* **Selected extract**
The recipient, Clarence Prevost, was honored Thursday at a closed-door ceremony at the State Department, although the payout was secretly authorized last fall by Secretary of State Condoleezza Rice and the Justice Department, U.S. officials told The Associated Press.
The reward from the State Department's "Rewards for Justice" program is the first and only one to date to a U.S. citizen related to the Sept. 11, 2001, terrorist attacks, the officials said.
It is also unusual because Moussaoui, who was imprisoned at the time of the attacks, was never named as a wanted suspect by the program. The program mainly seeks information about perpetrators or planners of terrorist acts against U.S. interests and citizens abroad.
The State Department would not identify the recipient, citing privacy and security concerns.

* **Data excerpts**
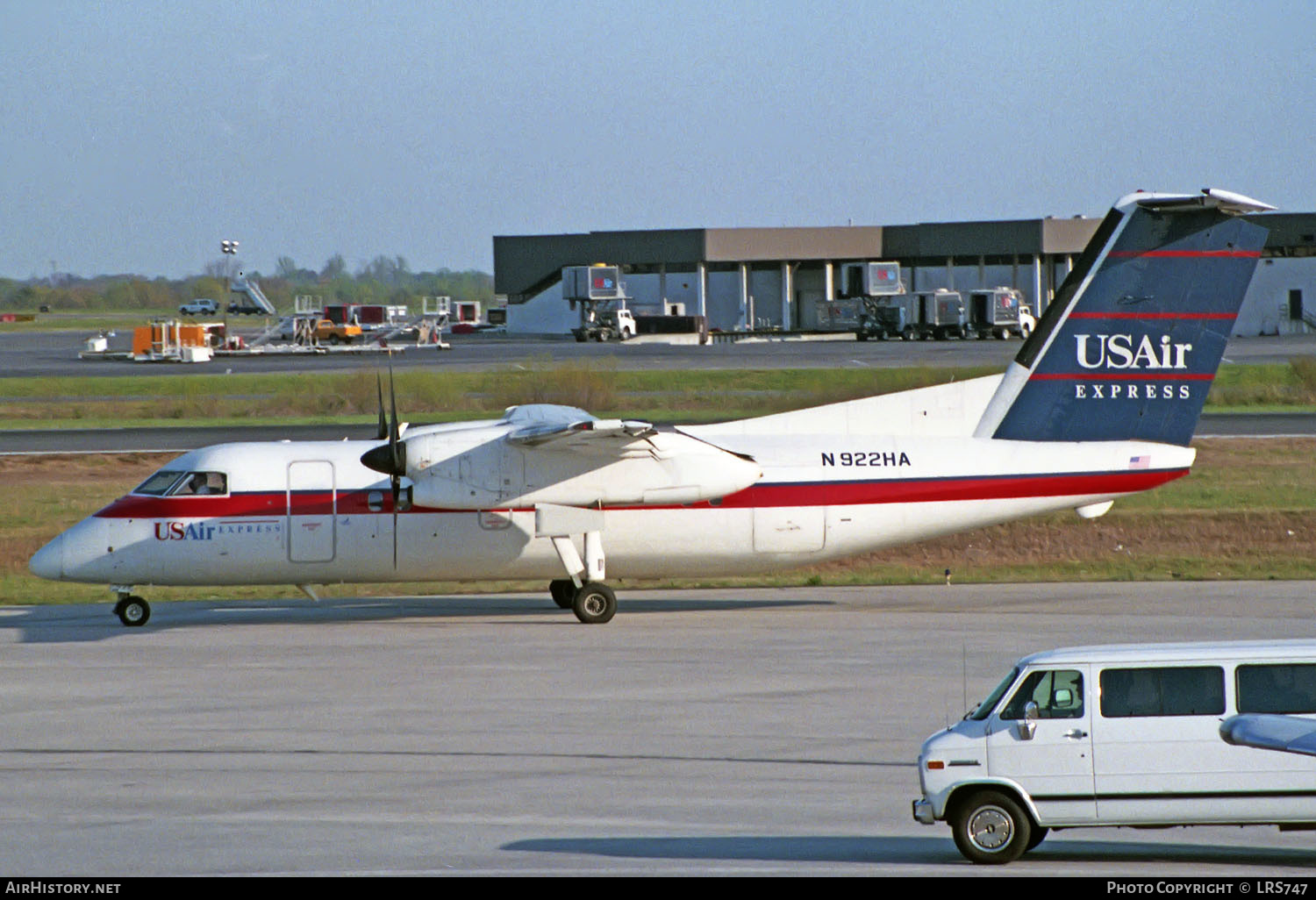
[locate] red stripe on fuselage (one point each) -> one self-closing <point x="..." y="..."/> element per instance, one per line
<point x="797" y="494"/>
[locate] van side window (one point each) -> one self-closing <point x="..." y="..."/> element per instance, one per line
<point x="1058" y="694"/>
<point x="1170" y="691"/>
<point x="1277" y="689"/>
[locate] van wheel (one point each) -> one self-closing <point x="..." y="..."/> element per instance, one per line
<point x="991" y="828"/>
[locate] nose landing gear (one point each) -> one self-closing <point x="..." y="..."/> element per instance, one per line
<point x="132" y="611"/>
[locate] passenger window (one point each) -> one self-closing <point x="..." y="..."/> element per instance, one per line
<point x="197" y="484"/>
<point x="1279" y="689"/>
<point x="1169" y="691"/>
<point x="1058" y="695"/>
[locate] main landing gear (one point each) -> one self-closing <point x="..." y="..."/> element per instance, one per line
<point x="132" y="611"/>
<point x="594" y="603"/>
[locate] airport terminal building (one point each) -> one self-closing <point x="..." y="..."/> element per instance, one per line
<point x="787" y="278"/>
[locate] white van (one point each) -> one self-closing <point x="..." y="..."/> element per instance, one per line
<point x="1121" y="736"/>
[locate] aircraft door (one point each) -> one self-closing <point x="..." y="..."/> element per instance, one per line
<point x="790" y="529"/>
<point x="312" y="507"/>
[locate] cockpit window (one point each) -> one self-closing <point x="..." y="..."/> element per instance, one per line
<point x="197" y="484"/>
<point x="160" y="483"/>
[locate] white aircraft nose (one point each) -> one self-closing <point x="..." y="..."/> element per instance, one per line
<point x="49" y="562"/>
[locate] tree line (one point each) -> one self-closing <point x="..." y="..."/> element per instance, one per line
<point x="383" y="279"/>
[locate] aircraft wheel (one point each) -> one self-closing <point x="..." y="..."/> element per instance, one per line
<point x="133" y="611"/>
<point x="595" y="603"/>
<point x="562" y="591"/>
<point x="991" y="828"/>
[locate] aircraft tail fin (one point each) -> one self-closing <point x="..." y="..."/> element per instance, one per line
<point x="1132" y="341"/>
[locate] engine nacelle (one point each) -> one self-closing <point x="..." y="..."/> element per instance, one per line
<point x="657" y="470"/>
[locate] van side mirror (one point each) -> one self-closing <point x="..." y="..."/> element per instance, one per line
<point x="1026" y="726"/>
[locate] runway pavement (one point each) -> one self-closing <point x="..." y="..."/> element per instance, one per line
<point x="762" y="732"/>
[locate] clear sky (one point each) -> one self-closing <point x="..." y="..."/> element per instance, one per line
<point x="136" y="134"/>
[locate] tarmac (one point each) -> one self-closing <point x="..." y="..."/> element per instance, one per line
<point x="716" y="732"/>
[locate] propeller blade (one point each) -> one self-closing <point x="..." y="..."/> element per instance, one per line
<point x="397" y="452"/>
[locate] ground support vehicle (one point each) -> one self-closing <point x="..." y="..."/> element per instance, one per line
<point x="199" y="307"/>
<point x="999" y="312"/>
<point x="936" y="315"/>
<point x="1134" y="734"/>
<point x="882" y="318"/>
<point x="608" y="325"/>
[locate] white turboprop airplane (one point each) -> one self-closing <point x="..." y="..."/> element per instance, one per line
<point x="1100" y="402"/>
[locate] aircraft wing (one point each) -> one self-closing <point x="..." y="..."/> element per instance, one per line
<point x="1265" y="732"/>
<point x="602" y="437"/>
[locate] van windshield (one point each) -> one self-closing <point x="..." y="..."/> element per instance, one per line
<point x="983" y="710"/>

* **Goal**
Write what comes next in the news report on the Rewards for Justice payout, starting after its last sentence.

* **Reply**
Two administration officials, however, said the reward went to Prevost, a key witness at Moussaoui's trial who has previously spoken out about his involvement in the case. The officials spoke on condition of anonymity because they were not authorized to speak publicly about the matter.
Prevost, 69, is a former Navy pilot who later flew for Northwest Airlines and goes by his nickname "Clancy." He was Moussaoui's flight instructor at the Pan Am International Flight Academy outside Minneapolis.
No one answered at an apartment listed for Clarence Prevost in a residential hotel in Coral Gables, Fla., an upscale Miami suburb. Calls to a number listed to Prevost were not answered.
None of the immediate neighbors who were home Thursday evening recognized his name, but a hotel concierge who declined to give his name said he sometimes chatted with the Minnesota flight instructor. The concierge described him as tall, thin, and unassuming and said he never had mentioned any involvement with the Moussaoui case.
He was one of several people who worked at the flight school that Moussaoui attended in August 2001 and who alerted the FBI to his suspicious desire to pilot jumbo jets.
News of the reward came as a surprise to two other Pan Am flight instructors, Tim Nelson and Hugh Sims, who also have been credited with tipping the FBI to Moussaoui and were honored by the Senate in 2005 with a resolution that commended their "bravery" and "heroism."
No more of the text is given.